## SELECTION
* start *

The best armour would stop arrows, but not all combatants were of course wearing the best quality armour. Horses tended to be best protected at the front and were not so well protected at the sides. If a knight was unhorsed he was vulnerable to being put out of action by foot soldiers who moved in quickly.

Tactics were of course all important as is the case in employing any weapon. It also pays not to be overconfident and impetuous - see the Battle of Agincourt.


----------



## AugustusFo

berndf said:


> But a crossbow can. The projectiles of a crossbow are called "bolts".


I thought about that, but a crossbow shooter carries many bolts, and the saying is not "He has shot his bolts", but "bolt" singular.  Also, although slower to reload than a comparable bow, it still takes less than 10 seconds to reload a crossbow, so shooting one of many bolts would not mean that the shooter's battle or hunt was over. A rifle, though has only one bolt which, if somehow shot, would mean the shooter was done. Anyway, you might be correct. I always just assumed that it referred to a rifle bolt.

* end *

## DATA SHOWN
* start *

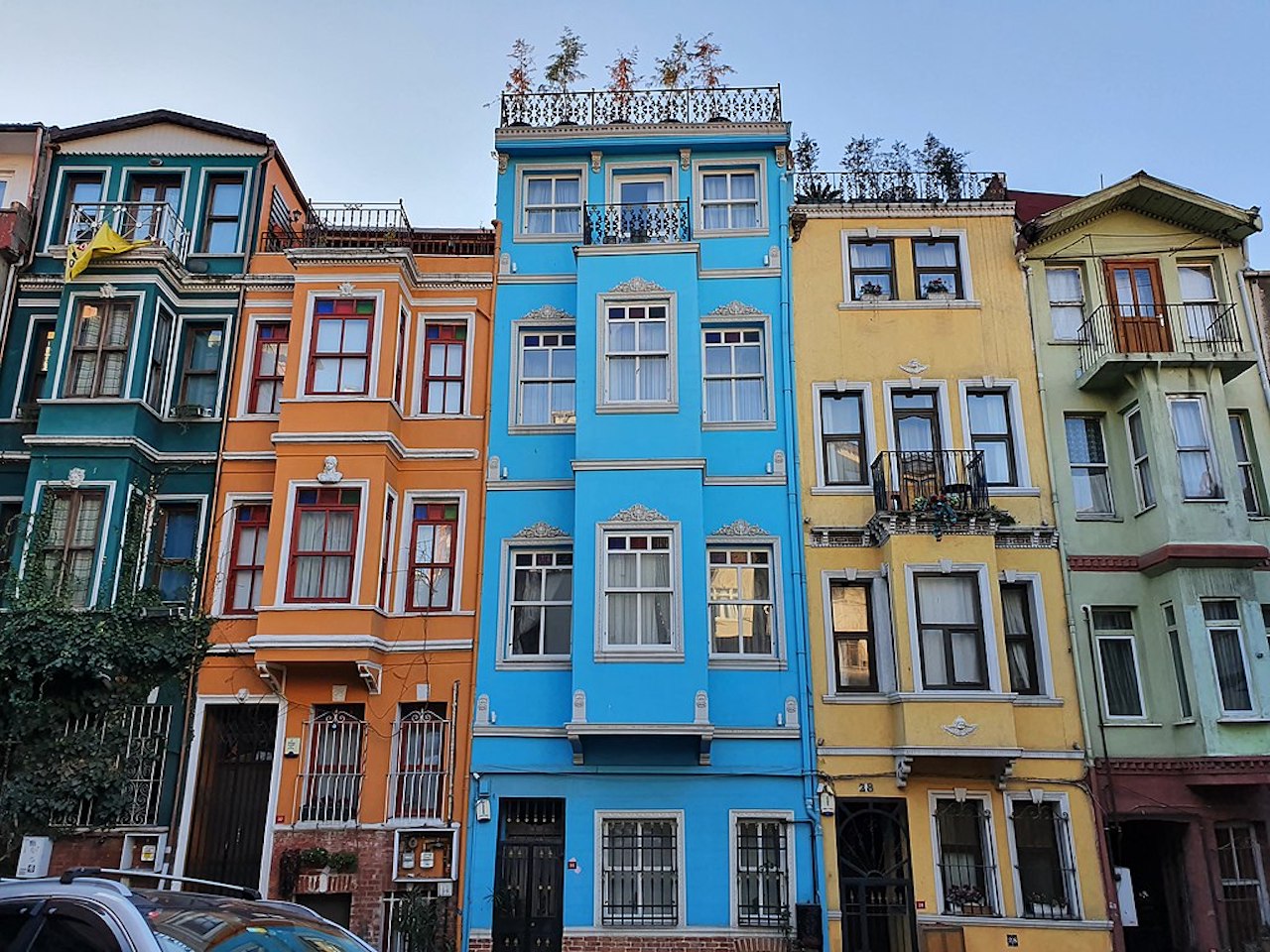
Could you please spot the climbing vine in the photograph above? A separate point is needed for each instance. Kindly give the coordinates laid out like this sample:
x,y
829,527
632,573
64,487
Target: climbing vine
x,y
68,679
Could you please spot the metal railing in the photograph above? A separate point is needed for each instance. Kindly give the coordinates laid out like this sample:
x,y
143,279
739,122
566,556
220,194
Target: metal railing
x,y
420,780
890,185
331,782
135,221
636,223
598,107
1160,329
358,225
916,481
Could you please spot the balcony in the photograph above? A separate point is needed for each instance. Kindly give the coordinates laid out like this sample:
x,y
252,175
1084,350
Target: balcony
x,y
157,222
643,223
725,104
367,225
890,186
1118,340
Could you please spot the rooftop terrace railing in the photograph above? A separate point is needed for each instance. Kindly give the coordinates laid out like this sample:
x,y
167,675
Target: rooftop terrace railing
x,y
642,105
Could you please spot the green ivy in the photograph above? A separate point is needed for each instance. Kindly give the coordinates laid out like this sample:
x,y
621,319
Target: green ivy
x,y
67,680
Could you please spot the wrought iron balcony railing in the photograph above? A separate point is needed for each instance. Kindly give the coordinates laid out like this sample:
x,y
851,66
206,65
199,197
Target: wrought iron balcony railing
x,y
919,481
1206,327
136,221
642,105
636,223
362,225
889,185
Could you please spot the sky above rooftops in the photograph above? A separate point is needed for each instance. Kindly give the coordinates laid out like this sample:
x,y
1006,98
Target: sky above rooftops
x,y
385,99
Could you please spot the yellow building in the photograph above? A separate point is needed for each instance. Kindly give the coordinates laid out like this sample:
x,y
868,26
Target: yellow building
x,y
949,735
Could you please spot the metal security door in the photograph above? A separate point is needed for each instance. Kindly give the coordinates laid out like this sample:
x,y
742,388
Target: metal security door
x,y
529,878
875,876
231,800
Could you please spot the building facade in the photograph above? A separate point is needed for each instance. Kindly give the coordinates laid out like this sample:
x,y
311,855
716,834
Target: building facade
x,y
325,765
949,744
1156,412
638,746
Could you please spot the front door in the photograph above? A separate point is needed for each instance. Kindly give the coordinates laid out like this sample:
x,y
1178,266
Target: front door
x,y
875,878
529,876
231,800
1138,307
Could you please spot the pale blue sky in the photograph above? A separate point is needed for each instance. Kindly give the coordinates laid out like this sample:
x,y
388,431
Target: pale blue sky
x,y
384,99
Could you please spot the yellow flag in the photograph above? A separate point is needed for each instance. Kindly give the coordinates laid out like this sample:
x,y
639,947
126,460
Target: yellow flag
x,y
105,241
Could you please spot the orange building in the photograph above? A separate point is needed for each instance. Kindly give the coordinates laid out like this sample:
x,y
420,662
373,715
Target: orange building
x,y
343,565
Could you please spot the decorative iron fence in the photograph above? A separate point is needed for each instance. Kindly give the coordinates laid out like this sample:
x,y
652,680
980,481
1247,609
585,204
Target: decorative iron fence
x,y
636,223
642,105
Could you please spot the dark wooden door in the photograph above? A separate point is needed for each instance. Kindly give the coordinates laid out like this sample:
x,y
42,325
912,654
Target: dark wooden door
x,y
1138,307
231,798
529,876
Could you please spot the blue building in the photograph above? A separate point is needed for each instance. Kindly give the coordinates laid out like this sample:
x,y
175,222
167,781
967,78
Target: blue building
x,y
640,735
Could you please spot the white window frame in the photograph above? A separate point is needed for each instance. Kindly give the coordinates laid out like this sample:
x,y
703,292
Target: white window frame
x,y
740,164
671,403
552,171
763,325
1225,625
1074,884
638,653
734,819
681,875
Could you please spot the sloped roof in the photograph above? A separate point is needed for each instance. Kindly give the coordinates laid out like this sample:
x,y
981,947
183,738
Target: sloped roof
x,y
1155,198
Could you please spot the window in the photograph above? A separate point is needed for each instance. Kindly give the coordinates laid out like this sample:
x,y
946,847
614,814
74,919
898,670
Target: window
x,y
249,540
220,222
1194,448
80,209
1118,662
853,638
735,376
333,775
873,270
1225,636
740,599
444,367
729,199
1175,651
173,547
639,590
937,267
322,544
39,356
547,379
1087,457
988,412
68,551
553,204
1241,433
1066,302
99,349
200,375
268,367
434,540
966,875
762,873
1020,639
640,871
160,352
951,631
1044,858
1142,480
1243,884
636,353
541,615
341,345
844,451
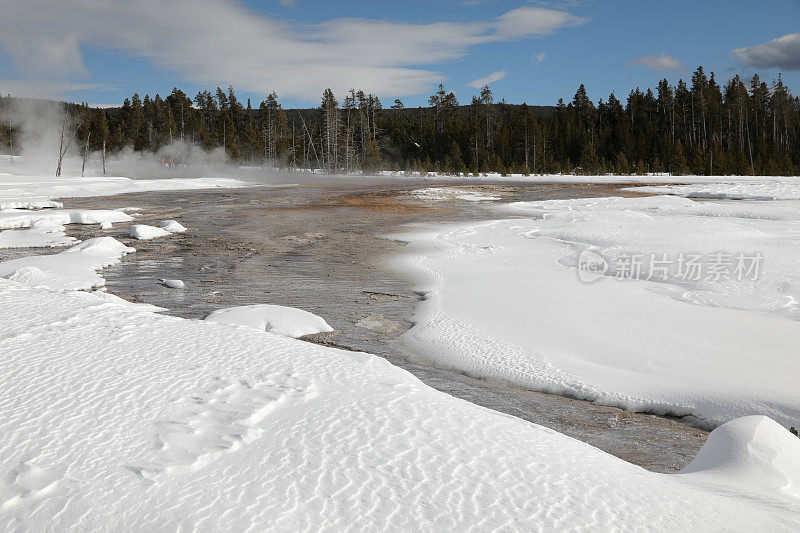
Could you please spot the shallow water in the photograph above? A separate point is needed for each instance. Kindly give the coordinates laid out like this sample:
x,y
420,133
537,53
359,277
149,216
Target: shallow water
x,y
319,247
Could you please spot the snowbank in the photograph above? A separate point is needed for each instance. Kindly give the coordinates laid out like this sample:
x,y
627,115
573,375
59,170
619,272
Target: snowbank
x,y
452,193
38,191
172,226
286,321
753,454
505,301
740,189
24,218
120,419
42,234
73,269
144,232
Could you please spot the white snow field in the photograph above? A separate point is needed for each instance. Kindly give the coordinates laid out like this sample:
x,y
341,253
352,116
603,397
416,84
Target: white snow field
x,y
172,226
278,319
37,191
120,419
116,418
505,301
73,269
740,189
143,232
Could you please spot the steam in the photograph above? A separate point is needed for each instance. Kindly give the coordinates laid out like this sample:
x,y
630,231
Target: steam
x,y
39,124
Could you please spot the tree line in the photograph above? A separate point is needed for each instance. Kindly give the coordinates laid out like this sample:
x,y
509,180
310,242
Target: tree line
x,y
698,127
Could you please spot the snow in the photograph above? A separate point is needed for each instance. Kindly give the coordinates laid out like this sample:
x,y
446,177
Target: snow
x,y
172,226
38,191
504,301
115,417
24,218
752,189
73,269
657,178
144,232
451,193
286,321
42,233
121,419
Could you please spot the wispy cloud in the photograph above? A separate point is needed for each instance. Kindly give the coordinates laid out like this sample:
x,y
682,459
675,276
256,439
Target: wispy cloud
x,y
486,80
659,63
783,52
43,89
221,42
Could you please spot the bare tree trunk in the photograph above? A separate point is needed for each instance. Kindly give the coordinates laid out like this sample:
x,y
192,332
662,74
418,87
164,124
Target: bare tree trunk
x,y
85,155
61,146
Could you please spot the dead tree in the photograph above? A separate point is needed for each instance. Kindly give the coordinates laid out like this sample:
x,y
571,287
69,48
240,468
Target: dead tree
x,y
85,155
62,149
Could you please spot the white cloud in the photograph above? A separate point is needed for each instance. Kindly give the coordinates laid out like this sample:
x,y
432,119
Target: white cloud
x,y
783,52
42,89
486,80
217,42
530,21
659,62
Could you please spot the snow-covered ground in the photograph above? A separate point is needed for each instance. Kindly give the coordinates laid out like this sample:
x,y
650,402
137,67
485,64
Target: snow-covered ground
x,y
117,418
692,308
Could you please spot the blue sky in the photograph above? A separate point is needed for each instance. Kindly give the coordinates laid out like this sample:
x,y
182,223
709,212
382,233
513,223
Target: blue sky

* end *
* start *

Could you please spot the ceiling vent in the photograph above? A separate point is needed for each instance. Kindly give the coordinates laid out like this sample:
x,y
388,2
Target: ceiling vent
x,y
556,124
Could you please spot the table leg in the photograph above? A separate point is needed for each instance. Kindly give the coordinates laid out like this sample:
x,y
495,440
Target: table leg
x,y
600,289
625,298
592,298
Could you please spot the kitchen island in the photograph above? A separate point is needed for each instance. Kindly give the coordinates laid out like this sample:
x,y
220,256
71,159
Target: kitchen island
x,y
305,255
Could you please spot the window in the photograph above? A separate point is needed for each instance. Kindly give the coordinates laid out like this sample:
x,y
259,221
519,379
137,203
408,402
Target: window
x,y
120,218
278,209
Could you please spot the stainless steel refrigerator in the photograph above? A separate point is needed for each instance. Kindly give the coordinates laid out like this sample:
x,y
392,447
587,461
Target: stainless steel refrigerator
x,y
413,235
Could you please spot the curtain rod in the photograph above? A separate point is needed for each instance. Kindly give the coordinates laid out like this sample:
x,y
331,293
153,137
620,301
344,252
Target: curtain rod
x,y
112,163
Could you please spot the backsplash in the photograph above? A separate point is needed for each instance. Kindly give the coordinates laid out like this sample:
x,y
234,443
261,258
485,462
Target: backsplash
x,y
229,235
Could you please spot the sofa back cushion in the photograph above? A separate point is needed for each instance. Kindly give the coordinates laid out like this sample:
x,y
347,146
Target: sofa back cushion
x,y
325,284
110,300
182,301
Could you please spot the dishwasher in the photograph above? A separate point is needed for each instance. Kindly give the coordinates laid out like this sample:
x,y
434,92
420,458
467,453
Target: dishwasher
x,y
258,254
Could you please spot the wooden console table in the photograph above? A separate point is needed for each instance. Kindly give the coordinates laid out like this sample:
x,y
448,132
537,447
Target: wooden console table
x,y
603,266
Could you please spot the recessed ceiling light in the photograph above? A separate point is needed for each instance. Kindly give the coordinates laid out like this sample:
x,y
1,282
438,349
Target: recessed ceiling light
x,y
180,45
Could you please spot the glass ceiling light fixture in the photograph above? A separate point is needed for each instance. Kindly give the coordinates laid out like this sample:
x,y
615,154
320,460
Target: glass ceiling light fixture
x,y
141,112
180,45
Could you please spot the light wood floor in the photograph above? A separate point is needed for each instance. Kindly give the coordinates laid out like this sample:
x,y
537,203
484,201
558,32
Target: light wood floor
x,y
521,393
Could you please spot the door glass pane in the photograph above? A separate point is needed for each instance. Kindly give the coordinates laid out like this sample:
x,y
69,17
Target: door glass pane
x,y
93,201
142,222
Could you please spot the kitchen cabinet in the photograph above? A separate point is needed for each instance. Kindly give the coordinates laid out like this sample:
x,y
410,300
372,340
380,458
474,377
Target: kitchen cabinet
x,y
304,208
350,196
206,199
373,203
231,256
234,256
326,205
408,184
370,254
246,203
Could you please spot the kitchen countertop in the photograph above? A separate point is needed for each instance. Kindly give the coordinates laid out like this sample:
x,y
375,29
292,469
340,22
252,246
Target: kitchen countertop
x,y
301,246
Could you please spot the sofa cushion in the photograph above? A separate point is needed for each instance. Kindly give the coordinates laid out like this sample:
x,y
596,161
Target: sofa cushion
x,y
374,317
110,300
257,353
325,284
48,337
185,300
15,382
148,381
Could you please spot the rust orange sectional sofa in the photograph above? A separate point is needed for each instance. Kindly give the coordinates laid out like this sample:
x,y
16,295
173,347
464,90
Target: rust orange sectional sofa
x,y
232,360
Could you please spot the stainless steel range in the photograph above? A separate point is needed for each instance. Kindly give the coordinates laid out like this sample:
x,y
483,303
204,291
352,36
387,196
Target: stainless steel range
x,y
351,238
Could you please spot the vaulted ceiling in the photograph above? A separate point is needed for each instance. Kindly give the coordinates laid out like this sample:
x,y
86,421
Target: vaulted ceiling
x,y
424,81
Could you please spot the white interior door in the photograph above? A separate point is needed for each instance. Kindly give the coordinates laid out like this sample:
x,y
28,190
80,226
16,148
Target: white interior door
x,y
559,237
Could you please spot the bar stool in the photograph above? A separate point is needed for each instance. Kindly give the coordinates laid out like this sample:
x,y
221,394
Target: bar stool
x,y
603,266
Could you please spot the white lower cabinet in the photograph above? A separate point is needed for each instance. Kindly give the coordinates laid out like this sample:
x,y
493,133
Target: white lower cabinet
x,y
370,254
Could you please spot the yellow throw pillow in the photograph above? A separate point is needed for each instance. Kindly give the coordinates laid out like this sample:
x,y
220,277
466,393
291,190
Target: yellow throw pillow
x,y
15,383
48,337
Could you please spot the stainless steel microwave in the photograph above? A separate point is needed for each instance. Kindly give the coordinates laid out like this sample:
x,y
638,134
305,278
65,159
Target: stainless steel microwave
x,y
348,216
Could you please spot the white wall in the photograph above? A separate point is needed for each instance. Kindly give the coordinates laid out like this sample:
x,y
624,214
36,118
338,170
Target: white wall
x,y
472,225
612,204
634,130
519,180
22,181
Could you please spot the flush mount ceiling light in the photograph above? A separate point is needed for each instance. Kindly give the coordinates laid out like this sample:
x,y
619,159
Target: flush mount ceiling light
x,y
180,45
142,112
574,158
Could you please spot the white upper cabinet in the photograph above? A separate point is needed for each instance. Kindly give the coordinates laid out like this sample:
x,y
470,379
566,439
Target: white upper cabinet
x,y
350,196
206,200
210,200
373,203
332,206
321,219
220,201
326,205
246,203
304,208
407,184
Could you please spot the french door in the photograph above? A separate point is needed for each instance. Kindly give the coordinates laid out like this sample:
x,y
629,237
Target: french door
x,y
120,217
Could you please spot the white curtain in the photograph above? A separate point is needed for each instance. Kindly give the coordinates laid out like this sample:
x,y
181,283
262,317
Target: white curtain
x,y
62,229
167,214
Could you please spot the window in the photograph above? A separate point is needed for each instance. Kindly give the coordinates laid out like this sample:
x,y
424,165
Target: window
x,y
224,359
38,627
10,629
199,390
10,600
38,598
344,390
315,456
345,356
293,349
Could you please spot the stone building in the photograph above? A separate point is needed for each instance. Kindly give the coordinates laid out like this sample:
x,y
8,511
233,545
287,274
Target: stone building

* end *
* start *

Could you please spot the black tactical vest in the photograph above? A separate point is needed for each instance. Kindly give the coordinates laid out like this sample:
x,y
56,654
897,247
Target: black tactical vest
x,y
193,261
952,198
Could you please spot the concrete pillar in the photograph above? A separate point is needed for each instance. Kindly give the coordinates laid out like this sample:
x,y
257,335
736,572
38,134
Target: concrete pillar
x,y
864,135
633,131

* end *

## THE TASKS
A – Quote the thread on armour and crossbow bolts from "Tactics were of" to "Battle of Agincourt.".
B – For each statement, answer yes or no based on the thread on armour and crossbow bolts. Support each answer with the exact deciding words from it.
(i) Horses were best protected at the sides.
(ii) A rifle has only one bolt.
(iii) Reloading a crossbow takes more than 10 seconds.
C – Proceed with the thread on armour and crossbow bolts, picking up after its final sentence.
The labeled material above plays no part in these tasks.

## ANSWERS IN ORDER
A –
Tactics were of course all important as is the case in employing any weapon. It also pays not to be overconfident and impetuous - see the Battle of Agincourt.

B –
(i) No: "Horses tended to be best protected at the front and were not so well protected at the sides."
(ii) Yes: "A rifle, though has only one bolt"
(iii) No: "it still takes less than 10 seconds to reload a crossbow"

C –
----------



## berndf

Late medieval crossbows had become extremely powerful, armour breaking weapons; more powerful than early muskets. But that made reloading them a difficult and time consuming task takes more than a minute, which makes a crossbowman effectively defenceless.

That is at least the explanation you find if you search a bit. But explanations for idioms should indeed be taken with a grain of salt as there are rarely primary sources available and popular explanations are often folk etymological interpretations that have been copied so many time that people have stopped to question them.


----------



## Awwal12

Hulalessar said:


> Horses tended to be best protected at the front and were not so well protected at the sides.


Even from the front the most typical combat protection of a horse was close to zero in the mid 15th century (just chanfrons, basically). Apparently, until the end of the 15th century barding was used almost exclusively in tournaments, likely because it was making cavalrymen too slow in combat, quickly fatiguing the horses. Even on various depictions of the battle of Pavia (1520s) we don't see any horses fully covered by plate armor (though we do see them regularly on the depictions of tournaments).



berndf said:


> more powerful than early muskets


Again, only if we include heavy siege crossbows (which weren't the most typical weapons of this class - they were, indeed, too heavy and unwieldy for field action). Muskets were developed as heavy armor-piercing firearms from the beginning (and were very successful in piercing full plate armor, effectively rendering it impractical very soon); by "early muskets" you must mean arquebuses, I presume.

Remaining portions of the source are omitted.